CHALLENGES –
1) In the text on point neighborhoods, how many nearest points are included in the examined case?
2) From the text on point neighborhoods, return word for word the part from "If there are" up to and including "of the scope.".

TEXT TO READ –
+-------+

If there are multiple acquisition viewpoints, it become harder to correctly orient the normal, but this aspect is not covered in this thesis work since it is out of the scope.

In the context of surface reconstruction techniques, the importance of the definition of the  $p_i$  neighborhood has been already pointed out. In [4], some common approaches consist of defining a neighborhood by considering the k nearest points (KNNs) with respect to  $p_i$  or by taking into account all the points lying within an  $\varepsilon$ – ball, that is a spherical neighborhood centered on  $p_i$  and having radius  $\varepsilon$ . In this last case, all the k points that satisfy the property to be distant from  $p_i$  less than  $\varepsilon$ are considered as part of the  $p_i$  neighborhood. For example, in [31] the least square best fitting plane of a point  $p_i$  is determined by considering the neighborhood points that are contained in a sphere of radius r. In the case where the data contains little or no noise, k is not a crucial parameter since the output has been empirically observed to be stable over a wide range of settings [28]. In most of cases, it is usually better to choose a value of k that automatically changes, based on the considered point  $p_i$ . In more general applications, it is important to define an appropriate value for k since, if k is not large enough, the noise prevails over true data and the eigenvalues, computed through the PCA, tend to attain close values. On the other side, if k is too large, the points are much more widespread, and the surface curvature tends to increase the "thickness" of the neighborhood [28]. In the examined case, it is assumed a uniform sampling of the surface, so it is not necessary to adopt a complex technique to establish how many points shall be taken into account or which but simply the k = 8 nearest points are included.

+-------+

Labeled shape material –
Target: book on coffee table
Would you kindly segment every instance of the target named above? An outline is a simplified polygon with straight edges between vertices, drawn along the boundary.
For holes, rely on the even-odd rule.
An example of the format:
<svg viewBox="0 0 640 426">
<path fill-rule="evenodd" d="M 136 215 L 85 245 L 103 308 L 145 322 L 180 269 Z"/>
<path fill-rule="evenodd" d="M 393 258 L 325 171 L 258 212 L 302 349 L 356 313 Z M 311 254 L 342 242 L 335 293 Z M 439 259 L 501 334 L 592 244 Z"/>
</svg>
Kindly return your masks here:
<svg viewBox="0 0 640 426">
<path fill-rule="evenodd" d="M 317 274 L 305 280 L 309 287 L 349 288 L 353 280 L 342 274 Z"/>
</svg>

+-------+

THE SOLUTIONS –
1) The k = 8 nearest points are included.

2)
If there are multiple acquisition viewpoints, it become harder to correctly orient the normal, but this aspect is not covered in this thesis work since it is out of the scope.